* List of tasks *
**A)** Find every line in the entries that contains the word "with", matching case exactly, and copy each of those lines.
**B)** Continue the passage on the early settlement and farming of Castolon, starting right after its last sentence.

* Passage to read *
Hernández, who called the place Santa Helena, irrigated the
fertile bottomland and grew wheat, corn, oats, and other grains,
which he sold. He also opened the first store in the area.
Hernández's success
inspired others to move to the region, and Castolon soon became a
center of agricultural activity. Patricio Márquez opened a
second store; Agapito Carrasco settled six Mexican families about a
mile downstream from Hernández and called his community El
Ojito; and Ruperto Chavarria led a larger group of immigrants to the
west bank of Alamo Creek, two miles upriver from Castolon, and named
the settlement La Coyota. Eventually Castolon and the nearby
communities of El Ojito, La Coyota, Terlingua Abaja, and Buenos
Aires, five miles downriver, had some 200 or 300 residents, most of
whom engaged in subsistence farming. In 1910, at the outbreak of the
Mexican Revolution,qv the inhabitants requested protection from the
United States Army. By 1911 a cavalry troop was stationed at
Castolon. It was later supplemented by infantry units from Camp Marfa.
In 1914 Hernández sold
out to Clyde Buttrill, a prominent rancher in the Rosillos Mountains,
and moved to Terlingua Abaja, where he and his son Guadalupe opened a
large mercantile business. Buttrill hired James L. Sublett of
Sweetwater to grow alfalfa. Sublett may have been the first man to
use mechanized farming techniques in the Big Bend region. He
installed the area's first pump irrigation system and brought the
first wheat-threshing machine into the valley. By February 1916 he
had become Buttrill's partner.
In 1918, however, Buttrill sold
out and established a new farm two miles upriver from Castolon in
partnership with a German-born architect from Detroit named Albert W.
Dorgan. They bought a piece of property from brothers Tom and Charlie
Metcalf. This spread was known as the Steele Ranch, after prospector
L. V. Steele, who inherited it through his marriage to the daughter
of a prominent Mexican rancher. Sublett built himself a house atop a
small hill, and Dorgan moved about a half mile upriver. They
developed an extensive irrigation system along the floodplain, and
Sublett converted the old Metcalf house into a store, managed by his
son-in-law, Fred Spann.
In 1919 the federal government
leased four acres near Castolon, intending to construct permanent
quarters for a cavalry troop. Camp Santa Helena, as the installation
was called, was completed in 1920 but never used. Also in 1919 Wayne
Cartledge, whose father was a prominent Austin lawyer and partner of
Terlingua mining baron Howard E. Perry, bought the old
Sublett-Buttrill place. Cartledge, who had been manager of the Chisos
Mining Company store in Terlingua, was as ambitious as Sublett. He
set up a partnership called La Harmonía with Perry, opened a
new, larger trading post, and in 1921 began commercial cotton farming
in the area. At first La Harmonía shipped its cotton to
Houston for ginning, but in the spring of 1923 Cartledge bought a
cotton gin that became operational in October of that year.

Examples of point labeling:
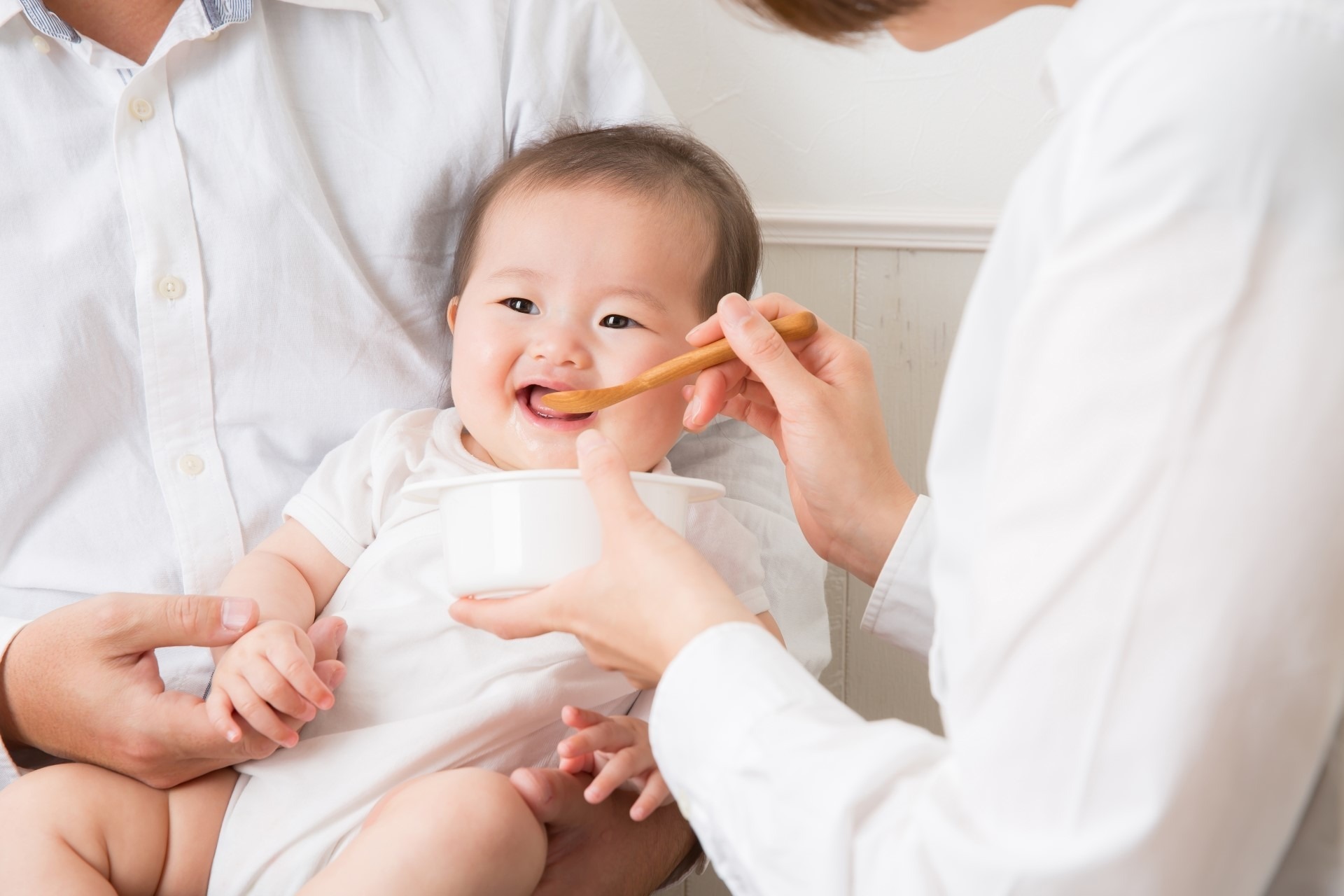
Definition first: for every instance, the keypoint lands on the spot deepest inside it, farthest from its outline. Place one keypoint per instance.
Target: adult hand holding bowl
(508, 533)
(635, 630)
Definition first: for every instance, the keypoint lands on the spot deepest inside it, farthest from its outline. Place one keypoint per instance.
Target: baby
(584, 262)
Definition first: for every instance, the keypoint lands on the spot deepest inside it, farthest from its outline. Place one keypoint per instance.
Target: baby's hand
(268, 671)
(613, 750)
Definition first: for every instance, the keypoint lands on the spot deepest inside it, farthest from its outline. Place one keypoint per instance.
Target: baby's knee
(50, 796)
(470, 806)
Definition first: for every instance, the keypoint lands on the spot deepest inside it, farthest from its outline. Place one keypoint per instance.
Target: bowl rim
(428, 491)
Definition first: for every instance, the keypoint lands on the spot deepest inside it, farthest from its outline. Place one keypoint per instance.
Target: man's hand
(83, 682)
(597, 849)
(645, 599)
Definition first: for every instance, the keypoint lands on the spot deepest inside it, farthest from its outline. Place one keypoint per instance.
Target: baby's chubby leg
(81, 830)
(451, 833)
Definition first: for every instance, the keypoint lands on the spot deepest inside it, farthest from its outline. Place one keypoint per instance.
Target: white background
(867, 130)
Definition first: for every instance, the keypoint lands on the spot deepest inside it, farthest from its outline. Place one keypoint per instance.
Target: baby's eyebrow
(641, 296)
(515, 273)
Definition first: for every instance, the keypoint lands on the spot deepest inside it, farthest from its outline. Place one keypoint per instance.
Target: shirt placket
(174, 340)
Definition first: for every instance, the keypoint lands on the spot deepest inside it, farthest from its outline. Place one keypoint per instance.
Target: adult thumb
(139, 622)
(761, 348)
(609, 482)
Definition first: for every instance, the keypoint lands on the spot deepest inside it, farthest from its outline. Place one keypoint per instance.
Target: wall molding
(863, 229)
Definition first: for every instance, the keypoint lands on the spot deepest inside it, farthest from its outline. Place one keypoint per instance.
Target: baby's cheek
(652, 426)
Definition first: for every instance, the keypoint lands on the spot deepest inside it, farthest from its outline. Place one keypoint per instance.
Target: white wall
(866, 132)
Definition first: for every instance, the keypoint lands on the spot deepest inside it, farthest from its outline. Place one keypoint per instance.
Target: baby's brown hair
(647, 160)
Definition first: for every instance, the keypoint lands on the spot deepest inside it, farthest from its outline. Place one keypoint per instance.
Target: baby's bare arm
(290, 575)
(269, 678)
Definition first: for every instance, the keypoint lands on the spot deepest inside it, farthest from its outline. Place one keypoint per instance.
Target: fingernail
(234, 614)
(588, 441)
(733, 311)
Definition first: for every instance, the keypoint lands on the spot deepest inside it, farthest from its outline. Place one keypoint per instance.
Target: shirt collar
(218, 13)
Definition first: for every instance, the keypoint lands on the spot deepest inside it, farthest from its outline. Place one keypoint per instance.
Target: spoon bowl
(790, 327)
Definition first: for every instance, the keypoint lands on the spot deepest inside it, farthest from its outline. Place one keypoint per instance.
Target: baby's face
(574, 289)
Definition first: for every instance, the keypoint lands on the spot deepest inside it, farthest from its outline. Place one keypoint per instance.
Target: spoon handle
(790, 327)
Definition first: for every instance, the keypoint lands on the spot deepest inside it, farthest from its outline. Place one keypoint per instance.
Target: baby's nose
(562, 347)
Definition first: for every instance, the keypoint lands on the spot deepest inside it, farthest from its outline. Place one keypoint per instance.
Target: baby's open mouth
(530, 397)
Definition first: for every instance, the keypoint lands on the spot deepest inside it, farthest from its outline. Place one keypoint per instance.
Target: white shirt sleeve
(732, 550)
(1149, 678)
(749, 466)
(571, 61)
(8, 629)
(901, 608)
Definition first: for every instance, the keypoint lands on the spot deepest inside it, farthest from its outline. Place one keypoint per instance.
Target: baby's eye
(523, 305)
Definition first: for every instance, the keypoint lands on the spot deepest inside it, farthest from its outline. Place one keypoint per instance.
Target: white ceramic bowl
(508, 533)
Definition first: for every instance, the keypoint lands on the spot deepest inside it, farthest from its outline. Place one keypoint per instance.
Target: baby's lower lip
(528, 400)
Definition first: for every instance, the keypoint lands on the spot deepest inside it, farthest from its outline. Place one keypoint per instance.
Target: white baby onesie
(421, 692)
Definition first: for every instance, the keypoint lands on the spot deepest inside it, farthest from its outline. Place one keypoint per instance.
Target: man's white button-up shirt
(218, 265)
(1132, 566)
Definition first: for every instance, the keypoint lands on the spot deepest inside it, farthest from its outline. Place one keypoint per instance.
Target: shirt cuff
(901, 609)
(324, 527)
(8, 770)
(713, 697)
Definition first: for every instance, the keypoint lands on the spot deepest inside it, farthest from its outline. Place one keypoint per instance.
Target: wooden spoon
(790, 327)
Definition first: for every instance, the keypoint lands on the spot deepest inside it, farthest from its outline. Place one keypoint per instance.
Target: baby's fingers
(272, 687)
(606, 736)
(298, 669)
(580, 718)
(655, 794)
(258, 713)
(617, 770)
(219, 708)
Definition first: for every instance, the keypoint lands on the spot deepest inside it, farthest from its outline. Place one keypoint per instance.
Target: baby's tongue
(534, 400)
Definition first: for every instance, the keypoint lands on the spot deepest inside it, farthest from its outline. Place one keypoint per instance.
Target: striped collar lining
(218, 13)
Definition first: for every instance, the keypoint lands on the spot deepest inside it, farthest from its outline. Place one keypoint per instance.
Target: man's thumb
(147, 621)
(608, 479)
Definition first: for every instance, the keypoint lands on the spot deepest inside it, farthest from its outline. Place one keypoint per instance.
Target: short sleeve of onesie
(344, 501)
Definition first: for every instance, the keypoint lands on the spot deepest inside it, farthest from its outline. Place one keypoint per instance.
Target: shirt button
(172, 288)
(141, 109)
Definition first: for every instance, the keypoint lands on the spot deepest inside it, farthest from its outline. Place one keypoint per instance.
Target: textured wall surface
(866, 128)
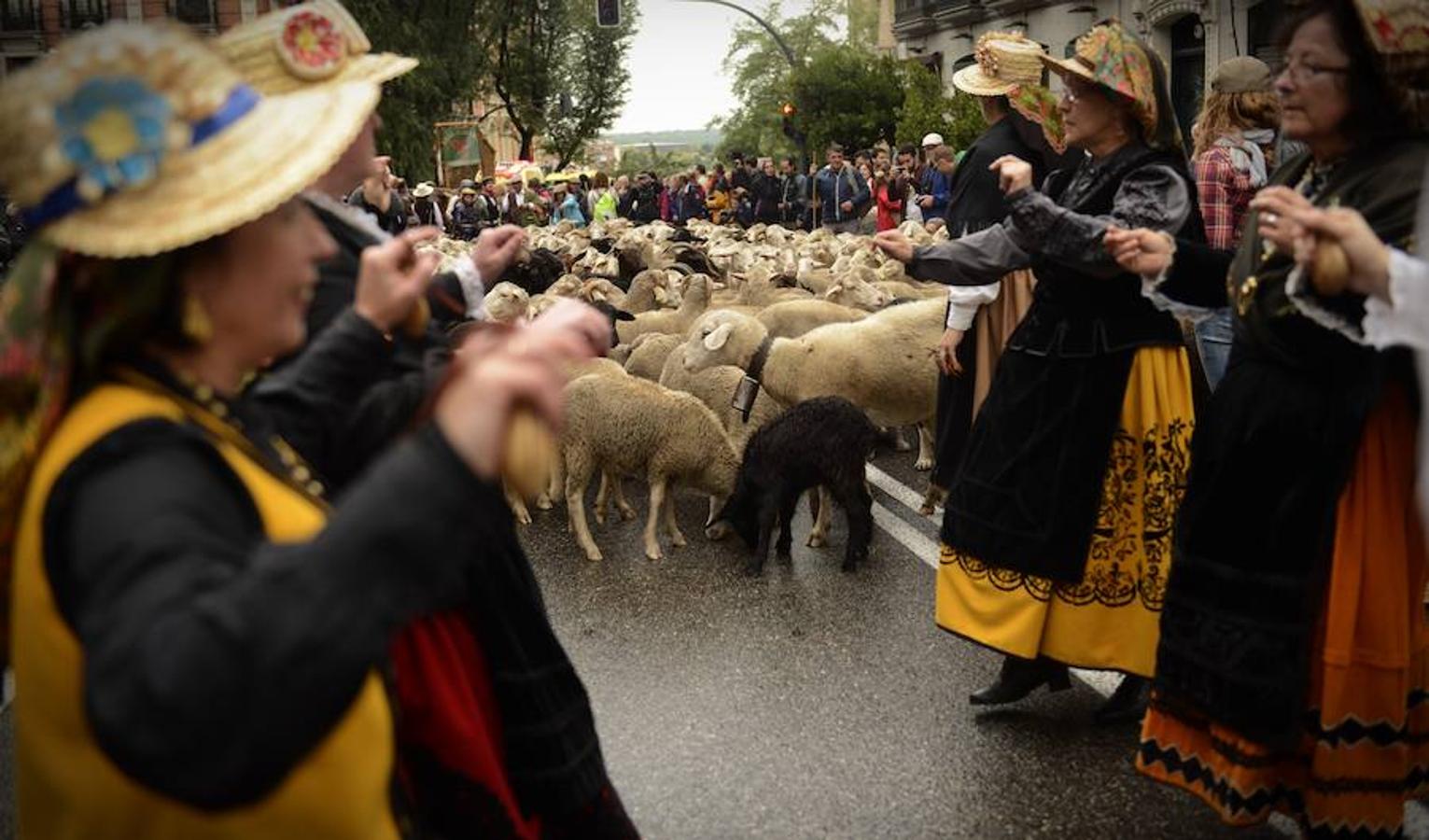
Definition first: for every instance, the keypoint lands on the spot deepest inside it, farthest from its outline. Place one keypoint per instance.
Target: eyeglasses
(1302, 72)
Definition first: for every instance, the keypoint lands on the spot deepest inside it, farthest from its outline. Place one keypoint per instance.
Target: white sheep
(635, 427)
(853, 290)
(795, 317)
(649, 353)
(883, 363)
(505, 303)
(649, 290)
(696, 301)
(911, 290)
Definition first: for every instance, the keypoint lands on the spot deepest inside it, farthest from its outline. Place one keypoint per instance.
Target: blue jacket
(569, 210)
(834, 189)
(938, 186)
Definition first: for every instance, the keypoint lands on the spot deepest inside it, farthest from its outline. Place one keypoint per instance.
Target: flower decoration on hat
(987, 59)
(1121, 64)
(312, 46)
(115, 132)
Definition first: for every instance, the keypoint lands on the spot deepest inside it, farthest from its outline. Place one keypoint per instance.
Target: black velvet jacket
(1269, 460)
(199, 636)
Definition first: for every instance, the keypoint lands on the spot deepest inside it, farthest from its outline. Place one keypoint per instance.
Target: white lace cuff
(471, 287)
(1304, 299)
(1151, 290)
(965, 301)
(1404, 319)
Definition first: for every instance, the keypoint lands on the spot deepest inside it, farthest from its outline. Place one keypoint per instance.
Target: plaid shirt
(1225, 197)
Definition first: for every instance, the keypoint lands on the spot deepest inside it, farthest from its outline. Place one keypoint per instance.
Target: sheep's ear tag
(745, 395)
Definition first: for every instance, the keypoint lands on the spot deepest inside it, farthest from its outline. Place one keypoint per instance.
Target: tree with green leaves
(592, 82)
(441, 88)
(557, 75)
(928, 107)
(847, 96)
(761, 73)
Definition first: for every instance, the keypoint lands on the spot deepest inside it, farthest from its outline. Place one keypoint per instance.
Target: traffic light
(788, 112)
(608, 13)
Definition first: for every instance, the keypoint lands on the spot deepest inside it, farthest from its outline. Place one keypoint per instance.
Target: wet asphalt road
(810, 703)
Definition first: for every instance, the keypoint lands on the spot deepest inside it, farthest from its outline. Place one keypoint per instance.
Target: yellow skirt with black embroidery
(1109, 621)
(1365, 746)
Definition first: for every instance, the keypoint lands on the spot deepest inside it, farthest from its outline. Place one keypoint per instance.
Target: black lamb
(536, 273)
(822, 441)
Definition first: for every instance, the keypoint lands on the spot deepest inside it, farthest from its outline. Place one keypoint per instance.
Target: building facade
(1192, 36)
(32, 27)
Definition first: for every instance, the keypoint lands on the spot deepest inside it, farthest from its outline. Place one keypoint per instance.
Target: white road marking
(926, 551)
(896, 489)
(911, 539)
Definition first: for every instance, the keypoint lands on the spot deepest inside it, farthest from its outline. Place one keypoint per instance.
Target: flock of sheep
(828, 316)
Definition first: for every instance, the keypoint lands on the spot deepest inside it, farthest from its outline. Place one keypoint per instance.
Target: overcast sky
(675, 63)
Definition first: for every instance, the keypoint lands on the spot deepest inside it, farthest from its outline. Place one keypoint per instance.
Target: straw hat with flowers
(1118, 62)
(316, 42)
(1005, 61)
(137, 139)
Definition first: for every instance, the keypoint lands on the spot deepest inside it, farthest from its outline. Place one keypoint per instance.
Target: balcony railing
(199, 13)
(76, 15)
(912, 18)
(19, 16)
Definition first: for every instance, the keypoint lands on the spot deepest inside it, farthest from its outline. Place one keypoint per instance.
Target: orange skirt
(1366, 735)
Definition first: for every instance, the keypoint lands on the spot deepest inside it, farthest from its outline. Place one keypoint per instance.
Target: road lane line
(906, 535)
(896, 489)
(926, 551)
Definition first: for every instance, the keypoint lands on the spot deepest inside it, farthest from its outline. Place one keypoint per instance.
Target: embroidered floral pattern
(1129, 557)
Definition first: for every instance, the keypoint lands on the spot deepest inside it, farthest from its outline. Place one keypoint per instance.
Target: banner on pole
(460, 143)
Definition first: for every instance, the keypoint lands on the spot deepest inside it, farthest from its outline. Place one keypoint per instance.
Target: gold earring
(196, 325)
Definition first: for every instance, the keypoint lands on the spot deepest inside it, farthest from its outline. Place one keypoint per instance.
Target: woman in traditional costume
(1294, 663)
(1008, 85)
(199, 635)
(1057, 533)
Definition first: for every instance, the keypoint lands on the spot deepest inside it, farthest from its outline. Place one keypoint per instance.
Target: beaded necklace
(1310, 186)
(204, 407)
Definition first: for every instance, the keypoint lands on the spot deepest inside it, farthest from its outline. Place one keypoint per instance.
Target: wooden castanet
(1331, 269)
(527, 455)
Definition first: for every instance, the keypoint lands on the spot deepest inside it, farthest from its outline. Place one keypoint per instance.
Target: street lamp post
(761, 21)
(789, 54)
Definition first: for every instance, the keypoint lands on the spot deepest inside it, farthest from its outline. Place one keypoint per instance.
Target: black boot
(1128, 703)
(1020, 678)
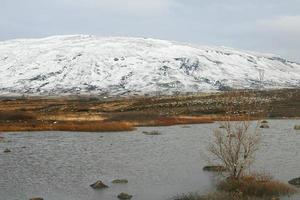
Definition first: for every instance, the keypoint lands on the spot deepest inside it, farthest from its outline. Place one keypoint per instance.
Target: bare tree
(236, 142)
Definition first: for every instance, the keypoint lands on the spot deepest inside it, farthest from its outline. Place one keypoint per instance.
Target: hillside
(82, 64)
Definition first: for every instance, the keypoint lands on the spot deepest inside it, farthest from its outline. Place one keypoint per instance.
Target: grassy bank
(123, 114)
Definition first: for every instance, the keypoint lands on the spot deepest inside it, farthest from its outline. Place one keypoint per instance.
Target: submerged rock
(264, 126)
(214, 168)
(120, 181)
(98, 185)
(7, 151)
(124, 196)
(222, 126)
(295, 181)
(152, 133)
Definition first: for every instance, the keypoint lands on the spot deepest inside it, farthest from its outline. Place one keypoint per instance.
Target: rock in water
(7, 151)
(120, 181)
(98, 185)
(264, 125)
(216, 168)
(152, 133)
(124, 196)
(295, 181)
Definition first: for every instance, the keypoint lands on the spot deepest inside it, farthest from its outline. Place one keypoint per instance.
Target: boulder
(222, 126)
(264, 126)
(124, 196)
(98, 185)
(7, 151)
(295, 181)
(152, 133)
(214, 168)
(120, 181)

* Responses per task *
**A)**
Target: tree with green leaves
Target: yellow skirt with black embroidery
Target: straw hat with flowers

**B)**
In 1924 he brought in a former
shipbuilder named Richard W. Derrick to get the gin working more
efficiently. Derrick trained Alvino Ybarra, a Mexican immigrant, to
keep the gin running and in 1926 became the first Castolon
postmaster. The establishment of the post office also marked the
change of the community's name to Castolon, derived from the nearby
Cerro Castellan; there was already another post office in Texas
called Santa Helena. Cartledge's gin produced 150 to 200 bales of
cotton each season, marketed in El Paso and Houston, and between 1923
and 1942 ginned more than 2,000 bales. Though the cotton operation
never became a major financial success, it was a steady source of
local employment for decades.
Cartledge also introduced fruit
trees, hogs, turkeys, and bees to Castolon's agricultural repertoire.
He served as middleman for Mexican trappers who supplied him with
fox, beaver, wolf, and bobcat fur, and as a wholesale distributor for
local producers of candelilla wax. In 1921 the army allowed Cartledge
to move his store into the abandoned barracks at Camp Santa Helena.
He and his employees lived in the other buildings. In January 1925
the War Department offered for sale all its abandoned military
installations along the Rio Grande, including Camp Santa Helena.
Cartledge and Perry bought the nine buildings for $1,280 in April
1926. Cartledge moved the headquarters of La Harmonía into the
abandoned military camp.
Unfortunately, after 1927 the
Castolon cotton industry began to decline. In that year the United
States Immigration Service began strictly enforcing immigration laws,
a move that interfered with the ready supply of cheap labor from
across the Rio Grande. Many Mexican families left Castolon to avoid
deportation. Within ten years Perry began to accuse Cartledge of
mismanagement, and in 1940 Cartledge dissolved the partnership. In
1942 La Harmonía ceased cotton farming, and Cartledge turned
over the management of the Castolon store to his son.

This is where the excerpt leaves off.